▶ **DATA SHOWN**
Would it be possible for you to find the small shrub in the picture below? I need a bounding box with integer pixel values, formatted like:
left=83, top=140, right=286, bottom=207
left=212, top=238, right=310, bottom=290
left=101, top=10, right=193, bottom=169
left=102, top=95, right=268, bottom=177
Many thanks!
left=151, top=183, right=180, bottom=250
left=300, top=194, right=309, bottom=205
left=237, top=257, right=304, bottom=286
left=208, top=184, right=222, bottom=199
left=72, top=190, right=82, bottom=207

▶ **TASK DETAILS**
Extract from the listing above the lines between the line containing "left=83, top=140, right=286, bottom=207" and the line containing "left=102, top=95, right=268, bottom=177", keeping both of those lines. Output nothing else.

▶ **THE COMPLETED TASK**
left=83, top=140, right=286, bottom=207
left=212, top=238, right=310, bottom=290
left=101, top=10, right=193, bottom=169
left=102, top=95, right=268, bottom=177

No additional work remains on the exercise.